> _Required task_:
Take the line containing "Can you find the blue curtain" through the last line of the data and retype those lines exactly. Pictures do not belong in the copy.

[Collected data]
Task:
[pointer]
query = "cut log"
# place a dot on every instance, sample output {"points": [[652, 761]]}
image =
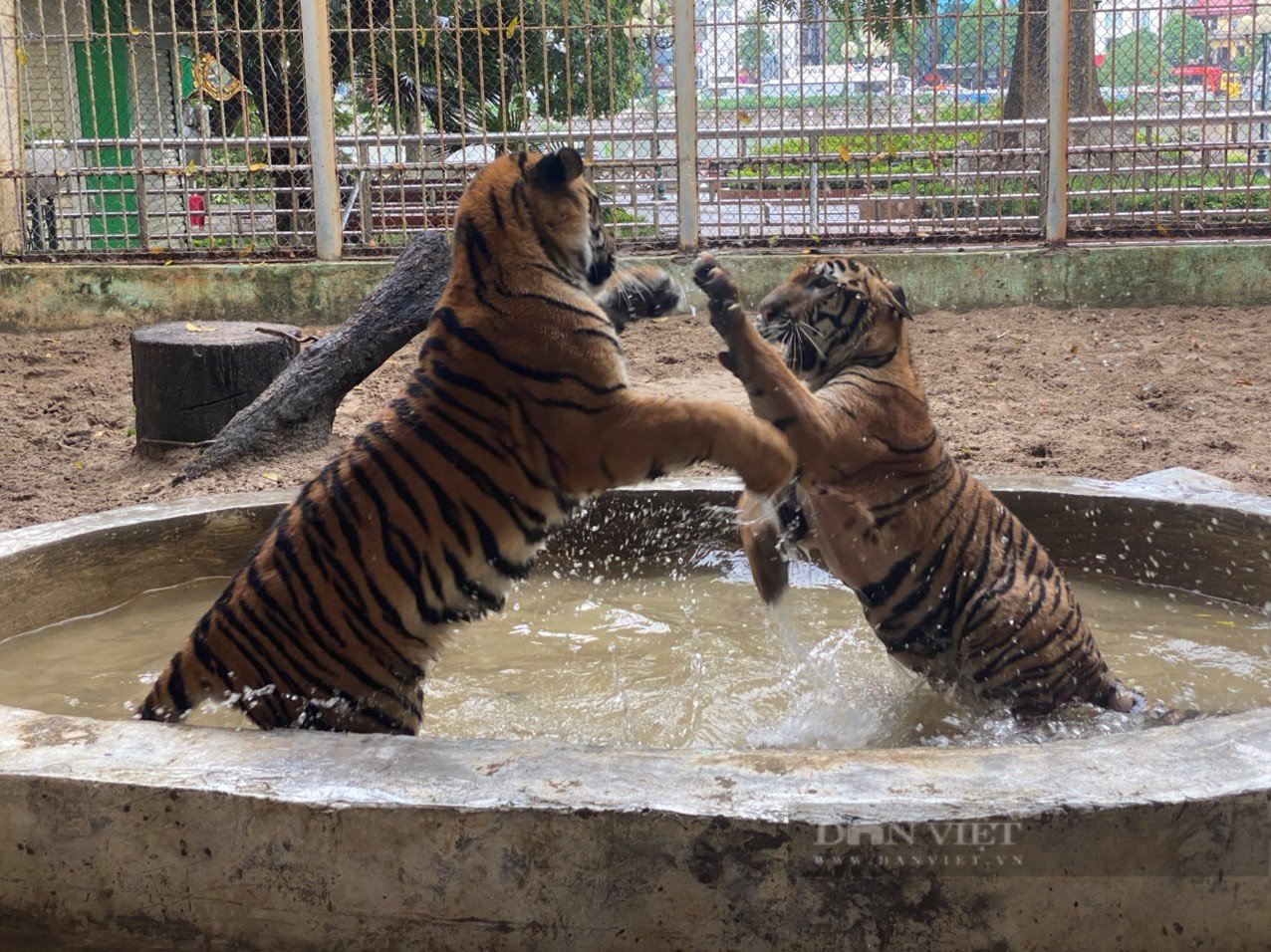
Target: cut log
{"points": [[298, 409], [188, 380]]}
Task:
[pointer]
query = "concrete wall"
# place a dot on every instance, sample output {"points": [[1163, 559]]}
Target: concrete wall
{"points": [[61, 297]]}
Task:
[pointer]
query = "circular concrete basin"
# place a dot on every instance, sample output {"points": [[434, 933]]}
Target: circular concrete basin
{"points": [[134, 833]]}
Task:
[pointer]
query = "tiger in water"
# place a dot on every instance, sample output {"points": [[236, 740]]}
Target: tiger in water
{"points": [[956, 588], [517, 410]]}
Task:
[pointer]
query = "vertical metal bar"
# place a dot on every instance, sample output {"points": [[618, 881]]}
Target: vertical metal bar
{"points": [[1058, 26], [684, 35], [319, 93], [814, 147], [10, 132]]}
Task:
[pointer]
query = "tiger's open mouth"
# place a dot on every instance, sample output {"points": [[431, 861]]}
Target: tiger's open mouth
{"points": [[796, 342]]}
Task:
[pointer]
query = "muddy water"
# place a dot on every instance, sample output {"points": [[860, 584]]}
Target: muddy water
{"points": [[687, 660]]}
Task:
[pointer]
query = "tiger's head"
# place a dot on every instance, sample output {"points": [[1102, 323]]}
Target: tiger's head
{"points": [[833, 314], [540, 206]]}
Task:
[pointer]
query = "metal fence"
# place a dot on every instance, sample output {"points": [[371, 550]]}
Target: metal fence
{"points": [[339, 127]]}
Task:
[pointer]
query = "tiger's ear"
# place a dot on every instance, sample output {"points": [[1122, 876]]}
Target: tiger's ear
{"points": [[897, 299], [824, 276], [558, 168]]}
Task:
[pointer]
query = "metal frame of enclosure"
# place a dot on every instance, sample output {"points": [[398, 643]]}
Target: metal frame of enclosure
{"points": [[327, 128]]}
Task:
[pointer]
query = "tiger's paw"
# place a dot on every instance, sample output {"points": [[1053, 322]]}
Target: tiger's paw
{"points": [[722, 294]]}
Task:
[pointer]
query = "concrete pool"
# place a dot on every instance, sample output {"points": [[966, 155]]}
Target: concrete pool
{"points": [[129, 831]]}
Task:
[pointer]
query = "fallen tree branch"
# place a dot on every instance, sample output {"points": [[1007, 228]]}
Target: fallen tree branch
{"points": [[299, 407]]}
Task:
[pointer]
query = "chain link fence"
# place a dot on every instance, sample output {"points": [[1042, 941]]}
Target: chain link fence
{"points": [[182, 127]]}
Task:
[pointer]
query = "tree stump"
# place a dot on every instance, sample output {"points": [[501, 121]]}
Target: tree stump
{"points": [[188, 380]]}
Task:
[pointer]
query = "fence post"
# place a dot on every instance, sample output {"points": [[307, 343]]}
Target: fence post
{"points": [[1059, 23], [684, 36], [319, 95], [10, 132]]}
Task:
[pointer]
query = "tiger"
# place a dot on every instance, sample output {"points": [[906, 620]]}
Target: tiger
{"points": [[517, 412], [948, 579]]}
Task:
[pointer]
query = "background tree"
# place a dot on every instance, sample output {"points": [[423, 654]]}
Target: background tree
{"points": [[1028, 88], [984, 41], [1182, 41]]}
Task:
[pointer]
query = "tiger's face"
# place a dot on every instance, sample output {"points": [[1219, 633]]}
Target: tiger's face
{"points": [[566, 214], [830, 316], [525, 205]]}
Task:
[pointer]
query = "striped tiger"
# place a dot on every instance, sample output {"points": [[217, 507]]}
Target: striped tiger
{"points": [[517, 410], [956, 588]]}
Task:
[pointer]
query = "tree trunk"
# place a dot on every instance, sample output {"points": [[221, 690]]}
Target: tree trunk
{"points": [[188, 380], [299, 407], [1028, 91]]}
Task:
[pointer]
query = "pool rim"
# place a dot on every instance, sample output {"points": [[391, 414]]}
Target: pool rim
{"points": [[1226, 757]]}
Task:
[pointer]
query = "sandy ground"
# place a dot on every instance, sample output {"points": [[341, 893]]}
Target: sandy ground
{"points": [[1097, 393]]}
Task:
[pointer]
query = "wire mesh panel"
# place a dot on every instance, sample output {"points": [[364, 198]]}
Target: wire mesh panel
{"points": [[168, 127], [1172, 134], [429, 91], [162, 125], [843, 119]]}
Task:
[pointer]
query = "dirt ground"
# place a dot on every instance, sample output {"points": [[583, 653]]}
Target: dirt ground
{"points": [[1096, 393]]}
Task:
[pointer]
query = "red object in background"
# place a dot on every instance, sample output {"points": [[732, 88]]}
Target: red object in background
{"points": [[1210, 78], [197, 206]]}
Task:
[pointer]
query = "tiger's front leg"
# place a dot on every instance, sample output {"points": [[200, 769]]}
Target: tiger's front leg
{"points": [[642, 437], [775, 394]]}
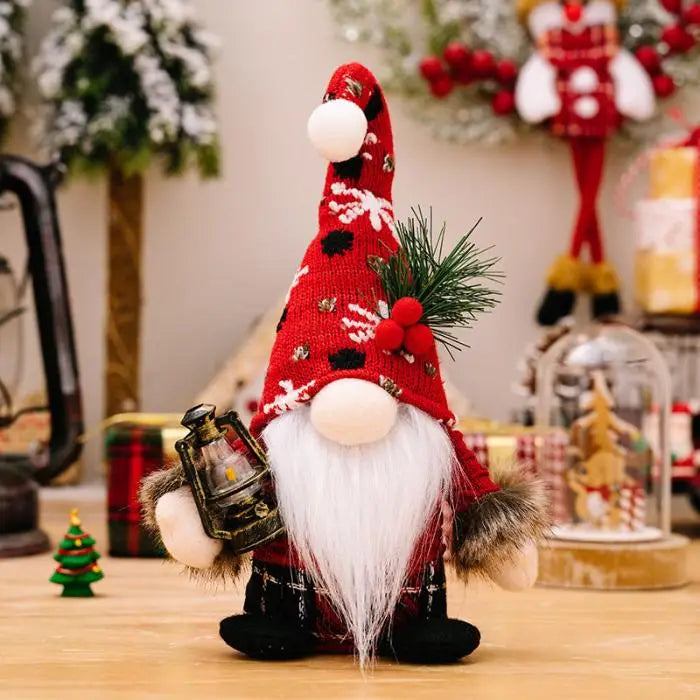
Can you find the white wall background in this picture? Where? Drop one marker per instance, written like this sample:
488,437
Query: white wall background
219,253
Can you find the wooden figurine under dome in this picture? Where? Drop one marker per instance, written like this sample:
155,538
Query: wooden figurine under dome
611,507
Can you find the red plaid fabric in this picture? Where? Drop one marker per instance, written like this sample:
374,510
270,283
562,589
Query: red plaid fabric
554,466
478,444
132,452
526,453
567,52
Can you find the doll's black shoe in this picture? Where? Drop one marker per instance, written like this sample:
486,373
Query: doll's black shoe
432,642
265,638
605,305
557,304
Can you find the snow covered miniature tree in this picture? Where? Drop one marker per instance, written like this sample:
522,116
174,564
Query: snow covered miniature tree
11,49
77,561
124,82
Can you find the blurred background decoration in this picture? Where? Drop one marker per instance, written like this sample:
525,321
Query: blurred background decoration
457,61
12,14
124,84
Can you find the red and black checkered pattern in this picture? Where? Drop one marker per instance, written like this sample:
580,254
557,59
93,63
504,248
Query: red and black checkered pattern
132,452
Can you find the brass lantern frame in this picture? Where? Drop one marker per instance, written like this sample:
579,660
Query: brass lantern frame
258,516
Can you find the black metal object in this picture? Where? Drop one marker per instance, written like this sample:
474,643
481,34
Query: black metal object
246,522
34,187
19,473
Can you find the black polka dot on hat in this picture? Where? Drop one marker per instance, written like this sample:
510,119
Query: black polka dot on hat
283,318
347,358
337,242
350,169
374,105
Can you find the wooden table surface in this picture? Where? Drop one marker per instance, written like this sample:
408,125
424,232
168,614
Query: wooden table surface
150,633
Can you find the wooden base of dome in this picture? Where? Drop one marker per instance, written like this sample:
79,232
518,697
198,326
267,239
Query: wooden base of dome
614,566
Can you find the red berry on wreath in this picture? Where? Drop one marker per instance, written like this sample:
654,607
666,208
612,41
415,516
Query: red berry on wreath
503,102
663,85
407,311
482,63
456,55
431,68
692,14
506,72
573,11
442,86
673,6
462,75
418,339
677,38
649,58
389,335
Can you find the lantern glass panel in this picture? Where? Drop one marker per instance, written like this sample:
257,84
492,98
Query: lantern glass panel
225,469
609,386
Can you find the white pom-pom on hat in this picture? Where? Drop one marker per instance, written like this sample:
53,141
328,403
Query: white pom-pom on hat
337,129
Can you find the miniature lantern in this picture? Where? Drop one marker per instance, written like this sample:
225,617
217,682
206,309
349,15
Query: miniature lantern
602,384
231,487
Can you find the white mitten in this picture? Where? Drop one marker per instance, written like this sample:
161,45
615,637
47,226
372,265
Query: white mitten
536,97
182,532
518,572
634,91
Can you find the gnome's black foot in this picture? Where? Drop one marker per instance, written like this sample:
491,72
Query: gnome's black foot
432,642
605,305
264,638
557,304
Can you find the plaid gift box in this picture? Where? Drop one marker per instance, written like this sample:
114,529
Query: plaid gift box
541,452
135,446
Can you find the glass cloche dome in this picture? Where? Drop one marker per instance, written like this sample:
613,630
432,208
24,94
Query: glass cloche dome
610,388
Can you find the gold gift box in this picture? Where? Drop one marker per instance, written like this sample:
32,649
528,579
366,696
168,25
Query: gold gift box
672,173
665,282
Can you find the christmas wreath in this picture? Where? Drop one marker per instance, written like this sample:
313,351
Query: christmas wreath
11,48
457,61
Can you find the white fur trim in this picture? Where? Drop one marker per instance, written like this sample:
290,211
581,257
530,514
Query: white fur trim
337,129
182,532
545,17
518,572
583,80
353,412
354,514
586,107
634,91
536,97
599,12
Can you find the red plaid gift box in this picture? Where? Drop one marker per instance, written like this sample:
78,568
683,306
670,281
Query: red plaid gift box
543,453
135,446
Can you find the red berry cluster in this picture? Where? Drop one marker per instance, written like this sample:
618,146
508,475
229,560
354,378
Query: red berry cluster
460,66
679,37
404,330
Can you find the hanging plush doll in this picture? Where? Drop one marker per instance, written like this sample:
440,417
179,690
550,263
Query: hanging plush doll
373,482
585,83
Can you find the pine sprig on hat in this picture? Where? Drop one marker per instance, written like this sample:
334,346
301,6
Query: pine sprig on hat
450,288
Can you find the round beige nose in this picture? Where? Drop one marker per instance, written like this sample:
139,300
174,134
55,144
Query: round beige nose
353,412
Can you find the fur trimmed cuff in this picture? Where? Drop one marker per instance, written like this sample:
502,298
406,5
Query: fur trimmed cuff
499,524
226,567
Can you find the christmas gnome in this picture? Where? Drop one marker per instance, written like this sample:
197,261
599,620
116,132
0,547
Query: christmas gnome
585,83
374,485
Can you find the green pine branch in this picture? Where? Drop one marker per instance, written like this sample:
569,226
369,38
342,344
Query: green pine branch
451,287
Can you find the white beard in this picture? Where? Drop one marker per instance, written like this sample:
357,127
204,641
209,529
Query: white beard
354,514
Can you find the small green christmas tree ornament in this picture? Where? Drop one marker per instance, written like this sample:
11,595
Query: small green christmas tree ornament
77,561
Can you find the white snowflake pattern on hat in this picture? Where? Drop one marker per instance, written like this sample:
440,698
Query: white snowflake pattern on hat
379,210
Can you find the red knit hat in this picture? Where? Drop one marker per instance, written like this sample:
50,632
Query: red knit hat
336,301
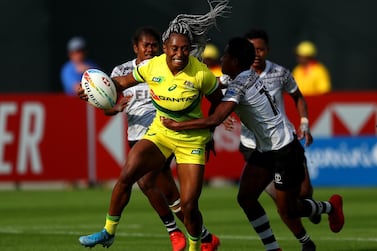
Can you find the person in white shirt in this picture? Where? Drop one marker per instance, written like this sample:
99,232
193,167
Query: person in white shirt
278,155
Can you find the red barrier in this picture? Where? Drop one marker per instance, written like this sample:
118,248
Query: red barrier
48,137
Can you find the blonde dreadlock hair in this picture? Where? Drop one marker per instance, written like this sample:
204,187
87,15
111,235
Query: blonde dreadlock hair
196,27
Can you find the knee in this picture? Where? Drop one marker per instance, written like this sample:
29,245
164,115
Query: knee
245,200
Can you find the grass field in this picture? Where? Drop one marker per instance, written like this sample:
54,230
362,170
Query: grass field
53,220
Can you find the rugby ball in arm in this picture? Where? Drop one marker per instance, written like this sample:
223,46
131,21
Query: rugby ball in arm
100,89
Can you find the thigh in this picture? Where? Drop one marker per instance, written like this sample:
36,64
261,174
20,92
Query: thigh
254,180
289,166
190,178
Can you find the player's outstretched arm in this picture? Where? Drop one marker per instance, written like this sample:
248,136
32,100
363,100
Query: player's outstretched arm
223,110
124,82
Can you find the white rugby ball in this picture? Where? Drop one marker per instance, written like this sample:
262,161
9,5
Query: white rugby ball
100,89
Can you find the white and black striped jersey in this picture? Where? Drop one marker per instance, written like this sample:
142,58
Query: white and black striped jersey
258,111
277,80
140,110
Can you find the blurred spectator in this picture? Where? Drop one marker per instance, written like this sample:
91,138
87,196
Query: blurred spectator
72,71
211,57
311,76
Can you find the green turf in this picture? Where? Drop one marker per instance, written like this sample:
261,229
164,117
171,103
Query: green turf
53,220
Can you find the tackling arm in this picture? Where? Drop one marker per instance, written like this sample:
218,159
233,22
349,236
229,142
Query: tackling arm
124,82
223,110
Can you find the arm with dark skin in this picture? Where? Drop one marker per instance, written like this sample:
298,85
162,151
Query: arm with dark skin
223,110
302,108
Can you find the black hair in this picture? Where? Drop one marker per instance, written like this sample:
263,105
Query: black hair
145,31
241,49
257,33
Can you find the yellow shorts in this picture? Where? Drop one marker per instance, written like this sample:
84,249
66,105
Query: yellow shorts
188,146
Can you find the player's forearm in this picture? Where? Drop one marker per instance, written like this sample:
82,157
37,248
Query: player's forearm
124,82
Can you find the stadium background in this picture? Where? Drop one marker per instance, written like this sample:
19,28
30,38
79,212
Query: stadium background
34,34
40,125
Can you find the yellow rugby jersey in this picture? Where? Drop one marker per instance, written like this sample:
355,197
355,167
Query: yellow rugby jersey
176,96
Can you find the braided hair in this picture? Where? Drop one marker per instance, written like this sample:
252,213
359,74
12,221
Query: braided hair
196,27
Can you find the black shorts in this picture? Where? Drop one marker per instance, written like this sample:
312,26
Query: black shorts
287,164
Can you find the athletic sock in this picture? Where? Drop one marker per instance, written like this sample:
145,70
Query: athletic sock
312,207
169,223
111,223
194,243
176,206
261,225
303,237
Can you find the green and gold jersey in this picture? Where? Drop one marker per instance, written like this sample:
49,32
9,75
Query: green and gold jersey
176,96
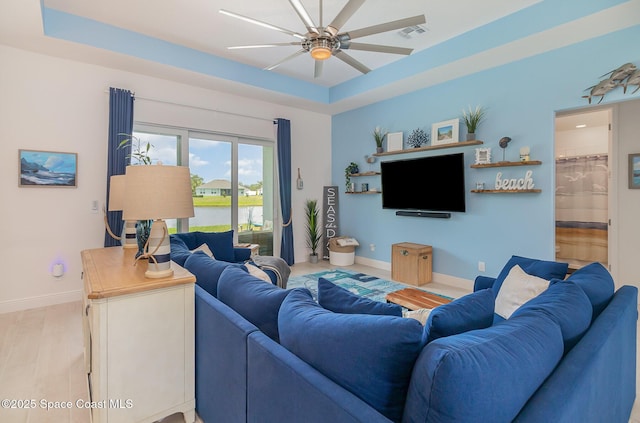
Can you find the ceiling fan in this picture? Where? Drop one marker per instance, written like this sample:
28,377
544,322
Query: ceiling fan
322,42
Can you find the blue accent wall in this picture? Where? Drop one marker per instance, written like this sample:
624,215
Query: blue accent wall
521,100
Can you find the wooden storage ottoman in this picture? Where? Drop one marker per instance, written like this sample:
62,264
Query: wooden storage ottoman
411,263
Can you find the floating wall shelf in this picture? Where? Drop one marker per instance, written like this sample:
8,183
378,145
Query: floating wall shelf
507,164
506,191
430,147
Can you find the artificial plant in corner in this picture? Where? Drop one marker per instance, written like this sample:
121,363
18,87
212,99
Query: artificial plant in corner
313,229
348,171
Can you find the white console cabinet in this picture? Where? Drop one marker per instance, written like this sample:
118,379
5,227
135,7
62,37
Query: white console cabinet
138,339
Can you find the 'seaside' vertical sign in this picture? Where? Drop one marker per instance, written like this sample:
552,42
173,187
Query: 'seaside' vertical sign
330,214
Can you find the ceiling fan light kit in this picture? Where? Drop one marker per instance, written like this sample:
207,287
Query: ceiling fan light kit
323,42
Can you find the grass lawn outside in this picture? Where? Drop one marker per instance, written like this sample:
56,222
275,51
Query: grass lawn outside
220,201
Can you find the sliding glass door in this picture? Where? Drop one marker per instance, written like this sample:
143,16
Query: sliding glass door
232,181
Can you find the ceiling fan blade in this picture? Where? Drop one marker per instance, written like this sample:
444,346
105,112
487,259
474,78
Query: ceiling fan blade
351,61
376,48
317,72
293,43
385,27
294,55
304,16
343,16
263,24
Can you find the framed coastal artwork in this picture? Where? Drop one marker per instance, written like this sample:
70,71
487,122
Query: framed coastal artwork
634,171
47,169
445,132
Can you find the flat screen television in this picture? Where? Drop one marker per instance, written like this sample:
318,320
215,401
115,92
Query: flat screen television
434,183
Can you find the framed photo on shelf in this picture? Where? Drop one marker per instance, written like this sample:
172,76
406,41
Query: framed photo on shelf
47,169
483,156
394,141
446,132
634,171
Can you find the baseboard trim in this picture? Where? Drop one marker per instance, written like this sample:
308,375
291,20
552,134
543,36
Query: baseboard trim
40,301
452,281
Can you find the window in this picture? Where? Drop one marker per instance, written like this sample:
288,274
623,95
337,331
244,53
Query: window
232,181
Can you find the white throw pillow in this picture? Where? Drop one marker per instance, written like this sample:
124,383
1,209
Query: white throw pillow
204,248
518,288
257,272
421,315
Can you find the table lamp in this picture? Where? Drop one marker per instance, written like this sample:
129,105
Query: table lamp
157,192
116,203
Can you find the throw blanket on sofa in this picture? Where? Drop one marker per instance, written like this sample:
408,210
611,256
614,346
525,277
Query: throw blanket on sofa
277,265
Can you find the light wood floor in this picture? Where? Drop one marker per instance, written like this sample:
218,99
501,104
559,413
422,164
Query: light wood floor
41,356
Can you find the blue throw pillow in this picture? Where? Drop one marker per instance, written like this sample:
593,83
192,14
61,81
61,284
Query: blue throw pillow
220,244
473,311
543,269
339,300
567,305
370,356
179,252
207,270
597,283
254,299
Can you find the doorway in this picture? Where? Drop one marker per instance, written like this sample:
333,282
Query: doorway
583,152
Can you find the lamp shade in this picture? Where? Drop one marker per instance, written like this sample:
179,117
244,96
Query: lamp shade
116,192
157,192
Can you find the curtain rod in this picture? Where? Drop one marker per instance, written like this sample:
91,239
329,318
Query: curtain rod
196,107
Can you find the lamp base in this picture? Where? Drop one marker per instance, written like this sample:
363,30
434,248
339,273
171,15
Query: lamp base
159,251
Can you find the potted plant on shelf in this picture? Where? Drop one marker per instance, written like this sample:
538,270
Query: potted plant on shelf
378,136
472,119
350,170
313,229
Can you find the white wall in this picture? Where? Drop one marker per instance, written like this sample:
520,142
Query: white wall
627,128
60,105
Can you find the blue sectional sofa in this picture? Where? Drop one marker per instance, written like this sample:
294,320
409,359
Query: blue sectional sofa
264,354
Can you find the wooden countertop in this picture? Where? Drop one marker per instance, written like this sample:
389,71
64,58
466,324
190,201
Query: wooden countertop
109,272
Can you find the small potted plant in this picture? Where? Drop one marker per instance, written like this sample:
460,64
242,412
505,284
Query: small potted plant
472,119
350,170
313,229
378,136
417,138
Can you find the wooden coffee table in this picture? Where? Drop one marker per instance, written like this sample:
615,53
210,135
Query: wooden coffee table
415,299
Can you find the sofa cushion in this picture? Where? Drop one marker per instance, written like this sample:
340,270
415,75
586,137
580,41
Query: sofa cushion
190,239
205,249
220,243
206,270
543,269
518,288
473,311
370,356
179,250
597,283
339,300
256,301
567,305
484,375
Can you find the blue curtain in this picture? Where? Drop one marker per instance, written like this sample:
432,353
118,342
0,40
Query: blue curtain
284,178
120,122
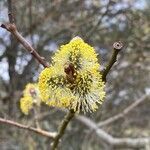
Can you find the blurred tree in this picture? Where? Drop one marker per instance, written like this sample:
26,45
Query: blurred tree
48,24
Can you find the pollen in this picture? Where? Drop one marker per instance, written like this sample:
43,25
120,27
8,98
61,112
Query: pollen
73,81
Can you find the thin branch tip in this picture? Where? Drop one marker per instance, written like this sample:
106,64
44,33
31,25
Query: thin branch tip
118,45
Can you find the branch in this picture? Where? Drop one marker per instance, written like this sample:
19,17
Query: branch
35,130
117,47
91,32
62,128
123,113
115,142
11,27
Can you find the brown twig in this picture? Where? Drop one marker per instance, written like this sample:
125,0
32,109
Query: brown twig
62,128
141,142
11,27
35,130
117,46
123,113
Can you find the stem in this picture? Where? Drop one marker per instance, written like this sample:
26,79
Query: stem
117,47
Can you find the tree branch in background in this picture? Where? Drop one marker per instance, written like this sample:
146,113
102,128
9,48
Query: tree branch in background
142,142
35,130
117,47
62,128
124,112
11,27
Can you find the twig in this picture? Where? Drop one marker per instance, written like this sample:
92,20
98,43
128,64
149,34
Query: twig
91,32
62,128
117,47
11,27
123,113
10,12
115,142
35,130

> _Response to this exercise_:
Can you find the blue curtain in this picture? Where? Drop one marker per instance, written like this sample:
432,353
118,342
0,40
Query: blue curtain
284,178
120,122
Can you find the blurred tree in this picture? Where? Drop one marker per instance, written like this sample:
26,45
Query: blurred tree
48,24
Can you find the pollen in this picture? Where? Drop one marker per instance, written like this sample:
43,25
120,27
8,98
61,112
Query: pollen
73,81
Can you find the thin branch tip in this picture? Where? Drop one marker per instance, written like this sample:
106,64
44,33
31,25
Query: thin branch tip
118,45
Can you find the branch in this picture? Where? Drop one marker per instance, written like this sample:
19,17
Query: branch
35,130
117,47
91,32
62,128
123,113
115,142
11,27
Can you find the brown twig in this picture? Where? Drop one marker per instance, written like this sample:
125,0
32,109
Query: brown twig
62,128
141,142
11,27
35,130
117,46
123,113
Can you find the stem in this picture? Where? Drop one marker per instance, written like this sample:
26,79
Query: stem
117,47
Can you find the tree branch in background in this picture? Where? Drop one marker per instance, written like this sample:
146,113
102,128
9,48
Query: tree branch in background
142,142
35,130
117,47
62,128
124,112
11,27
Can you find the twig in this picture? Where? Drop one marker per instance, written like this sample:
92,20
98,43
128,64
149,34
Query: twig
91,32
62,128
117,47
11,27
123,113
10,12
115,142
35,130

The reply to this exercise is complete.